§ INSTRUCTION: Can you write out every line of the records below again, requests included, offsetting each point coordinate in the answers by 69? Keep the numbers in the requests and their format samples unchanged.

§ Dataset records about object locations:
>> begin

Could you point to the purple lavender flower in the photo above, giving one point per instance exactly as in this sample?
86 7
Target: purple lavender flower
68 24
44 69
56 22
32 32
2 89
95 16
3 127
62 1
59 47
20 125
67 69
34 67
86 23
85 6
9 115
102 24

>> end

§ FINAL RESULT:
Could you point to the purple lavender flower in the photo above, giving one point per instance exactly as in this sample?
86 7
Target: purple lavender flower
137 93
113 138
125 91
101 101
71 158
164 85
72 196
131 70
128 116
89 194
136 138
103 136
155 92
154 75
78 184
171 93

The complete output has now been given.